● **WHAT THE EXERCISE ASKS**: Restate the records in their entirety, word for word.
===== DATA LINES
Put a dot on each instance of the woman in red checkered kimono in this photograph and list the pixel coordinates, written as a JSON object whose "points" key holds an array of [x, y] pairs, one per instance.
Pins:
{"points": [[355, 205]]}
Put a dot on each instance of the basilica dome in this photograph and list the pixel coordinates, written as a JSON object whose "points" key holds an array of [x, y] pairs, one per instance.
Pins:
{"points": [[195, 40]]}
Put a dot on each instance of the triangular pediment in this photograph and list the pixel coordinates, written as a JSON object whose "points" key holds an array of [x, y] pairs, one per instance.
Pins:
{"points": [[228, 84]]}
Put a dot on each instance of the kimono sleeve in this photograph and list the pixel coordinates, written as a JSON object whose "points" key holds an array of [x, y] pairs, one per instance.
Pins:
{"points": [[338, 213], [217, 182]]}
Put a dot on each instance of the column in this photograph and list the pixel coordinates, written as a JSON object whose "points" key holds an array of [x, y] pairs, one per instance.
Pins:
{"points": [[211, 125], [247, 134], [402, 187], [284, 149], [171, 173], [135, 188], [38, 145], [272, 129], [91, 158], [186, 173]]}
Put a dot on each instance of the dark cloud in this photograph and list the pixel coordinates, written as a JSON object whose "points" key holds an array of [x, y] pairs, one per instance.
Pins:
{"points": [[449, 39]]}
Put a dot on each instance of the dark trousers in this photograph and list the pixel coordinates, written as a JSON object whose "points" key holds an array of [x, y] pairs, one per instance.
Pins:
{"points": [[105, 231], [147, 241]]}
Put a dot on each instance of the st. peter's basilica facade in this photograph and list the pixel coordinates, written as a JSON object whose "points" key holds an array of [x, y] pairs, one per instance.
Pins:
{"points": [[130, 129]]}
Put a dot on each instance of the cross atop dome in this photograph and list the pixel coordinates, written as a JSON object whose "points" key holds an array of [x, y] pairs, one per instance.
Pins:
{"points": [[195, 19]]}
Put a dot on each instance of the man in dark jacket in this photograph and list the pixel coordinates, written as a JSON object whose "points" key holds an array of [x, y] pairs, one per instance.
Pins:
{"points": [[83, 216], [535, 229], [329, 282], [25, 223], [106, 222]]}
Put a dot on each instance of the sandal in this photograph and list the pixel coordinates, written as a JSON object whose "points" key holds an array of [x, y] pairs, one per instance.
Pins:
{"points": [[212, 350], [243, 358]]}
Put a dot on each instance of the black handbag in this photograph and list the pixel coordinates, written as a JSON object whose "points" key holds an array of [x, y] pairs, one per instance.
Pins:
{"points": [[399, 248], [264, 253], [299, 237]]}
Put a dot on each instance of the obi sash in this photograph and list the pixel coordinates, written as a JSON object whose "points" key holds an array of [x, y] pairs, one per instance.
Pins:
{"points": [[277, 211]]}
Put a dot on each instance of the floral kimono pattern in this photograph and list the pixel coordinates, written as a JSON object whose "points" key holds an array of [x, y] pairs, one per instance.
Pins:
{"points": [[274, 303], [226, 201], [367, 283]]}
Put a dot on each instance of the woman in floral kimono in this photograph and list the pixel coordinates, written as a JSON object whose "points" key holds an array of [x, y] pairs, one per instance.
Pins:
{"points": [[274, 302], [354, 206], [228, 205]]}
==========
● **EXERCISE RESULT**:
Put a dot on each instance of the woman in red checkered kimono in this photograph and list the pixel coordinates, written as a JSON object whose "points" key holds an array of [x, y] pairs, one per instance.
Pins:
{"points": [[355, 205]]}
Put a dot on each instance of the basilica dome in this photograph and list the pixel coordinates, written as a JSON object whose "points" key holds an array of [x, y] pairs, one per instance.
Pins:
{"points": [[195, 40]]}
Put a dot on each instance of the triangular pediment in this photograph and list the pixel coordinates, written as a JSON object whose "points" key holds an array of [x, y] pairs, one per instance.
Pins:
{"points": [[228, 84]]}
Put a dot on each instance of the kimono sleeve in this photograph and list the pixel coordinates, written as a JSON object whose "points" key holds an array of [x, y] pairs, one per instance.
Pins:
{"points": [[338, 213], [217, 182]]}
Put a dot on each instance of the column in this photograph and list the pixel coordinates, written as a JSON object whose "points" key holds an array of [x, y] pairs, one per instance.
Pins:
{"points": [[211, 125], [247, 134], [402, 187], [284, 149], [171, 173], [135, 188], [38, 145], [272, 129], [91, 158], [186, 173]]}
Put a dot on each instance of the dark cloud in this photograph and list the pixel coordinates, written as a JSON object whose "points" key holds an array of [x, y] pairs, one per instance.
Pins:
{"points": [[449, 39]]}
Put a dot on each instance of the dark trousers in this photograph and list the pixel coordinates, written as a JSON object whose "points" key holds an array of [x, y] pairs, one per instance.
Pins:
{"points": [[105, 231], [147, 241]]}
Put a dot on each instance of the st. peter's basilica facade in this photograph and list the pixel coordinates, written as a JSON object whose "points" key holds an array of [x, y] pairs, one per instance.
Pins:
{"points": [[130, 129]]}
Put a dot on each instance of the cross atop dome in this photograph and list the pixel coordinates, written as a JSON object whose "points" key holds an array of [x, y] pairs, one per instance.
Pins:
{"points": [[195, 19]]}
Put a dot on each instance of the man in dark jacket in this photograph and list the pixel coordinates, written as a JSON object whose "points" key holds an array of [x, y] pairs, one per instance.
Pins:
{"points": [[83, 216], [535, 229], [329, 282], [25, 223], [106, 222]]}
Put a dot on each instance of the sandal in this photograph and list the pixel coordinates, written as a JSON object whose "points" key holds an array of [x, y] pairs, one per instance.
Pins:
{"points": [[212, 350], [243, 358]]}
Put a dot on each instance of the black handbag in this photograph and list the pixel coordinates, written as a JSON object whose "points" key holds an array of [x, y] pairs, one per instance.
Pins:
{"points": [[399, 248], [264, 253], [299, 237]]}
Put a dot on each instance of the obi sash in this photograph and list the pixel coordinates, written as a JSON object whose "points" key holds an array of [x, y] pairs, one per instance.
Pins:
{"points": [[277, 211]]}
Put a dot on each instance of the floral kimono pattern in this photograph and list the pixel coordinates, written as a JSON object whose "points" key holds an array of [x, y] pairs, one per instance.
Pins:
{"points": [[274, 303], [226, 201], [367, 283]]}
Put a dot on each instance of the woman in floral kimono in this photograph and list the pixel coordinates, written as a JSON object whose "points" key holds an array of [x, y] pairs, one per instance.
Pins:
{"points": [[274, 302], [354, 206], [228, 205]]}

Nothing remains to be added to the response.